REQUIREMENTS: Starting with the line that contains "Note: spot the bench", write out each line through the end of the listing, unchanged. Output nothing else.

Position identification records
....................

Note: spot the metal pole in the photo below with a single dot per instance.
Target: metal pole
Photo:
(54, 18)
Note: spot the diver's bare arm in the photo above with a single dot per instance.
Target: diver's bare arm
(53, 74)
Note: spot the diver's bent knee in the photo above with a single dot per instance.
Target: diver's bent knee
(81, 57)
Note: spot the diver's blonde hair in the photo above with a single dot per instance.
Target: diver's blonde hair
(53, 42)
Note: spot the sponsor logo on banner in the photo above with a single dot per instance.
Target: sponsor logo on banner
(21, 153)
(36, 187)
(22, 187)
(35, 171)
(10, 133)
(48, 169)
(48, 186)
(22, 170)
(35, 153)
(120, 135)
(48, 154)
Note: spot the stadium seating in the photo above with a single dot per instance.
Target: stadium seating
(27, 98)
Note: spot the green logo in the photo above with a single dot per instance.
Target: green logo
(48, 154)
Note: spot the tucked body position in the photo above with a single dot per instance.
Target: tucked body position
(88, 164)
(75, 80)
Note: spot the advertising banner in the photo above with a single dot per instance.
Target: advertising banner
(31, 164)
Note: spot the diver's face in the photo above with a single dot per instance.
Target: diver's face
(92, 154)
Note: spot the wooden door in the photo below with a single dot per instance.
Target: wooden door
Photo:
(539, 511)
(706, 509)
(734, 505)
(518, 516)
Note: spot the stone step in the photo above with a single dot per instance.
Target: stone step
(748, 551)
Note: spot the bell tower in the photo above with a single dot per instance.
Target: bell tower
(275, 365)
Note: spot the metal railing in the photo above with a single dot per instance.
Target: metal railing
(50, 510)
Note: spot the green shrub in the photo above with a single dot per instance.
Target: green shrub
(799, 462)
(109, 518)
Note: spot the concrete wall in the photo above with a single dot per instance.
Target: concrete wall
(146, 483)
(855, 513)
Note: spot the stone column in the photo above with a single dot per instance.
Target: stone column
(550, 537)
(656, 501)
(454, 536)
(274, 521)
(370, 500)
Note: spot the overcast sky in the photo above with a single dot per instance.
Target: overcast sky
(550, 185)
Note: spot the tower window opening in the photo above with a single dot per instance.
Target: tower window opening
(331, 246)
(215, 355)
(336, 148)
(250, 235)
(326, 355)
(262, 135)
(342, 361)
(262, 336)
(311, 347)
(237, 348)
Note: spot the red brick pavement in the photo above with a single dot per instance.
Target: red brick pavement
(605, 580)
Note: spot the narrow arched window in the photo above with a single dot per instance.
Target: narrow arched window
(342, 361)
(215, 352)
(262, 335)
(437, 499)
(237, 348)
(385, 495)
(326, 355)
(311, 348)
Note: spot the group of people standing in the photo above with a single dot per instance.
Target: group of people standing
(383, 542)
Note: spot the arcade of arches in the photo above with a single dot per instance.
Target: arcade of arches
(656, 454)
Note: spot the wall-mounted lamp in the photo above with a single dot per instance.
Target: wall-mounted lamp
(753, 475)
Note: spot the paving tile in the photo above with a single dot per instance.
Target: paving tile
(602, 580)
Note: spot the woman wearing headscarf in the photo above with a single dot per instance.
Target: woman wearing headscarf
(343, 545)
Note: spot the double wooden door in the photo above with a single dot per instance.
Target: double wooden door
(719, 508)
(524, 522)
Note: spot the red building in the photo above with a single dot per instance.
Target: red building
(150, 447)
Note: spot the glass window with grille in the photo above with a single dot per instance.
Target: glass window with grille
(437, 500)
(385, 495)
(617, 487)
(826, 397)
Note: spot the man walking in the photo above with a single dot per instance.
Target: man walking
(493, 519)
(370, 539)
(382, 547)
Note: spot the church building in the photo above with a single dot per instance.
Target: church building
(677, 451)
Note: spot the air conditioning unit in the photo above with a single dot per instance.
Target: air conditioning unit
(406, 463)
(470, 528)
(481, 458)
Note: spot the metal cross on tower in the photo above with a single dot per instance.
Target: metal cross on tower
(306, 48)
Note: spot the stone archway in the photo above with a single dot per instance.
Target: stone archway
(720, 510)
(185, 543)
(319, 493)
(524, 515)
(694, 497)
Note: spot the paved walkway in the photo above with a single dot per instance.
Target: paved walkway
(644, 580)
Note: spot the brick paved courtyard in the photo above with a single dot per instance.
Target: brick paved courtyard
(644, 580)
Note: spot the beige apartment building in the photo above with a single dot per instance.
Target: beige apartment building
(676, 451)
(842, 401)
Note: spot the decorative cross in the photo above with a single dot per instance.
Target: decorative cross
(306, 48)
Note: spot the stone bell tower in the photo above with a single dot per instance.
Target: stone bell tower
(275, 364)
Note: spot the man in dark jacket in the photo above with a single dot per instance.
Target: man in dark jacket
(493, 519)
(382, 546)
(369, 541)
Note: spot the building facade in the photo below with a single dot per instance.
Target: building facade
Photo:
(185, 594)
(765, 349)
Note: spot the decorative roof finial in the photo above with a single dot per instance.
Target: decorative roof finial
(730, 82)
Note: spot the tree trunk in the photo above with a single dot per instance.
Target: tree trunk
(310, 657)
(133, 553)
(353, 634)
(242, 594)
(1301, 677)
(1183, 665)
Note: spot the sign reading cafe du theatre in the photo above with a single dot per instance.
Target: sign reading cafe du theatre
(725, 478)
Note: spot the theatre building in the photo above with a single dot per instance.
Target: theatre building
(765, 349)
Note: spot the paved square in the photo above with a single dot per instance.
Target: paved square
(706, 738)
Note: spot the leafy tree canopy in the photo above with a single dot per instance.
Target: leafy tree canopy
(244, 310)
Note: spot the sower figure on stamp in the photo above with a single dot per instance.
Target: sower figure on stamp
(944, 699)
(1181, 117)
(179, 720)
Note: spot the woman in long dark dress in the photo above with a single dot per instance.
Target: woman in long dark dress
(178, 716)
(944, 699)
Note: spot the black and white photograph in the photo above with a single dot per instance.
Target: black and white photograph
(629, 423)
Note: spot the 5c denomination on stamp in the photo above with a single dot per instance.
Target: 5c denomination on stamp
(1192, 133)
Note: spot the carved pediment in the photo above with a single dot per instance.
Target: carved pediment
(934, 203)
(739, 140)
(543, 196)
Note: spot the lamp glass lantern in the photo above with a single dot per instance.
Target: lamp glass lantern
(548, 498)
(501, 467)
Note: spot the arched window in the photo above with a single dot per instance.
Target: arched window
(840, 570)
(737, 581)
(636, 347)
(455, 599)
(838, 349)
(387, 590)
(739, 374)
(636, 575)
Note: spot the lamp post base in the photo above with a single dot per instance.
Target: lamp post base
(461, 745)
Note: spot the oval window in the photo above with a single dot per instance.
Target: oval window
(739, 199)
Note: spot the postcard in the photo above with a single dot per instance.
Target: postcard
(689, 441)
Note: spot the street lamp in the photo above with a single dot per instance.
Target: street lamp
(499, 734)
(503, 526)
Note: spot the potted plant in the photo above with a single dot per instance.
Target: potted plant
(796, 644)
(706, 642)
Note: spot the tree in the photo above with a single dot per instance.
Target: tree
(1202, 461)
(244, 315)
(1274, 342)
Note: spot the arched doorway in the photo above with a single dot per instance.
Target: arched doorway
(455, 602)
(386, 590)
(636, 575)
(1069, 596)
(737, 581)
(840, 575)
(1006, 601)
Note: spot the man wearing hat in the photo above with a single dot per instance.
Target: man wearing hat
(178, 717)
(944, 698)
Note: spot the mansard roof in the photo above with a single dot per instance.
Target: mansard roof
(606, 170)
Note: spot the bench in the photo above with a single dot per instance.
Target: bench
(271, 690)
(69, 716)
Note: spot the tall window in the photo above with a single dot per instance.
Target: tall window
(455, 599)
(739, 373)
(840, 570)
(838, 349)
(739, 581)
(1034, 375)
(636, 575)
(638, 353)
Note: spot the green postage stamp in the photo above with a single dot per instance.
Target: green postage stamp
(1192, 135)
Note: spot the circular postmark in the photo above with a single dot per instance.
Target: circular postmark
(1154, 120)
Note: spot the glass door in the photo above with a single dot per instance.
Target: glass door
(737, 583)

....................

SOLUTION TO THE EXERCISE:
Note: spot the bench in the photo above with a single dot per instance.
Target: bench
(271, 690)
(69, 716)
Note: spot the tall window in the photo above with a single dot per instance.
Target: tall window
(455, 599)
(739, 373)
(840, 570)
(838, 349)
(739, 581)
(1034, 375)
(636, 575)
(638, 353)
Note: spot the green postage stamp in the photo above with a single dot per instance.
Target: green postage stamp
(1192, 135)
Note: spot the circular postmark in the photo above with a single dot per instance.
Target: circular postmark
(1154, 120)
Note: spot the glass door in the photo above with a single dot per instance.
Target: glass door
(737, 583)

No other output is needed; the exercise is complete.